• Reading passage:
::::
Category Archives: Larimer County Planning Dept

Written comments by Rick Casey to the BOCC on the final public input on Larimer County’s O&G regulations

[Author’s Note: I submitted the following comments to the Board of County Commissioners on July 28, 2021 because I did not get the opportunity to speak in the Zoom meeting on Monday night, July 26, 2021. Since the topic of this final meeting was about the financial ability of operators to conduct their business, that was my focus.]

Good evening commissioners, county staff, and the public in attendance:

Thank you for allowing public testimony at tonight’s historic meeting. I and my colleagues in the Larimer Alliance deeply appreciate this opportunity to make our voices heard.

Climate change is barreling down on us, and anybody who is in denial of this reality is either in denial of global scientific evidence or is seriously in need of a mental health checkup. I am sure the county government is on the side of science, factual evidence and the law.

Since this evening’s meeting is primarily about fiscal responsibility of how oil and gas operators conduct their business, I will frame my comments around the long term outlook for how well local operators will be able to continue to operate. I am only a common layperson who reads the news, but having been an economics instructor at Front Range Community College since 2009, I have read deeply into these economic issues.

I would ask the commissioners to be especially wary any operators seeking to drill new wells in the county. The primary economic indicator to which these operators will frantically point is the international price of oil; typically the NY Mercantile Exchange price, which today was $72/bbl. But that price is as unstable as a wind vane: it will change with the winds of change in international economics. Last September, that price was at $36/bbl. The current price is based on recent announcements by OPEC+, which could change tomorrow.

Fundamentally, the long term price of oil is stacked against drilling of any new wells because the forecast for the long term need of oil and gas is, shall we say….unfavorable.

The evidence for this is that the GHG from cars and trucks surpassed the GHG from coal-fired power plants back in 2016 — and has been rising ever since. Coal is at an industrial dead end of life. Though unthinkable a mere decade ago, that industrial dead end is now a reality. The other looming industrial dead end is the drop in future demand of fossil fuels for transportation. The future for this demand is in turmoil.

The use of EV’s, or electric vehicles, is ramping up, and every major car manufacturer in the world, including GM, has announced a target date by when they will cease production of fossil fuel powered vehicles, with dates varying from 2030 to 2050, most by 2035. The state of Colorado is already investing significant state resources in the encouragement of EV’s. We can certainly expect the adoption of EVs to grow dramatically in the next decade.

The date for the end of fossil fuel powered vehicles is just a mere decade and a half away. Although this is a high level macroeconomic projection, it is an undeniable global economic force that the commissioners should consider, for it will undoubtedly have dramatic implications for current investment decisions in the county.
::::
• Data provided:

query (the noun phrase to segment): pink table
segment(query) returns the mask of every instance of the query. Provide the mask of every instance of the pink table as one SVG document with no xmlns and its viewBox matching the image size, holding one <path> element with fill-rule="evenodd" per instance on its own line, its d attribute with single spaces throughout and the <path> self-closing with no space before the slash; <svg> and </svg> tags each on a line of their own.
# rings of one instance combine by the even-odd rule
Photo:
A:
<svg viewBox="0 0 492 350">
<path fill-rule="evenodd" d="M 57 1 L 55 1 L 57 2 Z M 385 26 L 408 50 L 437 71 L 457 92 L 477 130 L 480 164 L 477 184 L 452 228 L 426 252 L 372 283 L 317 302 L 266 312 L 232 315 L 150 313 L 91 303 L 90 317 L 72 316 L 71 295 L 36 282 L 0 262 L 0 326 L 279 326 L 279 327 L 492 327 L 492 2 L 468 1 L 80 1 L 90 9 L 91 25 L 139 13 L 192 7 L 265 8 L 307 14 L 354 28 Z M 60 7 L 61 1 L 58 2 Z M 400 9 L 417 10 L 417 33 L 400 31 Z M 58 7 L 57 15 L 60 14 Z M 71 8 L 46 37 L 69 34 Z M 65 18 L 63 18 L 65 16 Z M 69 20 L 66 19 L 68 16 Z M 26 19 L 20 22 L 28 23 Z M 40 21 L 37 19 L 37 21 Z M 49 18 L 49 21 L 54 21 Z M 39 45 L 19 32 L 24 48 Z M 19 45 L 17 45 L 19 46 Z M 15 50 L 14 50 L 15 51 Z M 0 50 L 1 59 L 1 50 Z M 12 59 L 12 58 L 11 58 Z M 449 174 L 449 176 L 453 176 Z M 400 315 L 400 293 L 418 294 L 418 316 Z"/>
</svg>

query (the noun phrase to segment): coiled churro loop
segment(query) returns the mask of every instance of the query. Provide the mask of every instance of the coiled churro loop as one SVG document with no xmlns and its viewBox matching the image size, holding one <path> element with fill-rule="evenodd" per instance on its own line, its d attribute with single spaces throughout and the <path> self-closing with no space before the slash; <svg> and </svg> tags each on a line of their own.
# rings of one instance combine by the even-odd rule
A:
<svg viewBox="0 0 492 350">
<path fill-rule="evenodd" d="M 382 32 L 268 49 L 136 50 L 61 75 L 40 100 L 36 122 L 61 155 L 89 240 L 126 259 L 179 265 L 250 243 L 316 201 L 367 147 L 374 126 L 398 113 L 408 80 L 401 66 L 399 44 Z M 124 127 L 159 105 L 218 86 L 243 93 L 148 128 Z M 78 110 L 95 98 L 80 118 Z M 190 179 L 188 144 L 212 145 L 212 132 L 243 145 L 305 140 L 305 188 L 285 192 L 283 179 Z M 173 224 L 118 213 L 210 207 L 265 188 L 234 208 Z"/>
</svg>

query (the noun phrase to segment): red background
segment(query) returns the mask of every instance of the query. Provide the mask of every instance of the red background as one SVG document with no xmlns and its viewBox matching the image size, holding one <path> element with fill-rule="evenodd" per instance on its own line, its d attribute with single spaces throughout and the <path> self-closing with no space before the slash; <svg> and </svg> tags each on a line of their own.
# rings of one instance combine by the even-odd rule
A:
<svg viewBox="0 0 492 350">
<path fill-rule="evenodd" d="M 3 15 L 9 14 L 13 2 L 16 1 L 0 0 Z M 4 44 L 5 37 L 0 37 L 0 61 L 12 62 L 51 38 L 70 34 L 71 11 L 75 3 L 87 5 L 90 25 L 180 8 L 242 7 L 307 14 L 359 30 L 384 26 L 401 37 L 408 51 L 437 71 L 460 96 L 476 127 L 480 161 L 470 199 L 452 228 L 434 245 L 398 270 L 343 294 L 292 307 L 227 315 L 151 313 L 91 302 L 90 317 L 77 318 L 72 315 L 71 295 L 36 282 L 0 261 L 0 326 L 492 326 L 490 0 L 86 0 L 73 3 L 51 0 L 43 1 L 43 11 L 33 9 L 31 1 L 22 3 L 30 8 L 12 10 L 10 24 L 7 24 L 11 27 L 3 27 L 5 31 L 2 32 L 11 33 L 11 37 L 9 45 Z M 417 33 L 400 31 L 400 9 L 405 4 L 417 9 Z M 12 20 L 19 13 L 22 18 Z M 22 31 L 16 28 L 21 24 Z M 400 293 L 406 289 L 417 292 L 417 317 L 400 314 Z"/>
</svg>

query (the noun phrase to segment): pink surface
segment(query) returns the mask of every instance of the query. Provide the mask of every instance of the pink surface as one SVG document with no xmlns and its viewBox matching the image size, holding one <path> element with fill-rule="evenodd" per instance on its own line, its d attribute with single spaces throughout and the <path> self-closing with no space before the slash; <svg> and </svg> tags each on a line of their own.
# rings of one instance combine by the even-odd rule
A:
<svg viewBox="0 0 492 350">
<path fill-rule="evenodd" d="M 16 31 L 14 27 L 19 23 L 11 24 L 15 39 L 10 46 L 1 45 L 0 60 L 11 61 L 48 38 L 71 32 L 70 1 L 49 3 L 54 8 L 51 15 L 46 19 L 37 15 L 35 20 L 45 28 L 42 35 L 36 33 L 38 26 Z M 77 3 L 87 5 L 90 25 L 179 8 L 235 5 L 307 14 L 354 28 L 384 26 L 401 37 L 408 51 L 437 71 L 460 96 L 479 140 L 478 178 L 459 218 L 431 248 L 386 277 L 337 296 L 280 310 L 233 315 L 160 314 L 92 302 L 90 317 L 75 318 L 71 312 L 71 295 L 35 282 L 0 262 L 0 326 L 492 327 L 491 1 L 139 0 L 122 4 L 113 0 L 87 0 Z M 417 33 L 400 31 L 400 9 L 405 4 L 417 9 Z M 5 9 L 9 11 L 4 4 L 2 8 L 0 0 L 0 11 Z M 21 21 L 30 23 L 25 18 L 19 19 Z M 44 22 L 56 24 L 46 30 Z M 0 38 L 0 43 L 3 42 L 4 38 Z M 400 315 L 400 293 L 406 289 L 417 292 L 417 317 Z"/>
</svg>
::::
• Directions for this task:
Answer these questions about the written comments:
(a) On what date were the comments submitted to the Board of County Commissioners?
(b) What was the price of oil last September, according to the comments?
(c) In what year did greenhouse gas from cars and trucks surpass greenhouse gas from coal-fired power plants?
These rows have nothing to do with the written comments.

• Final answer:
(a) July 28, 2021
(b) $36/bbl
(c) 2016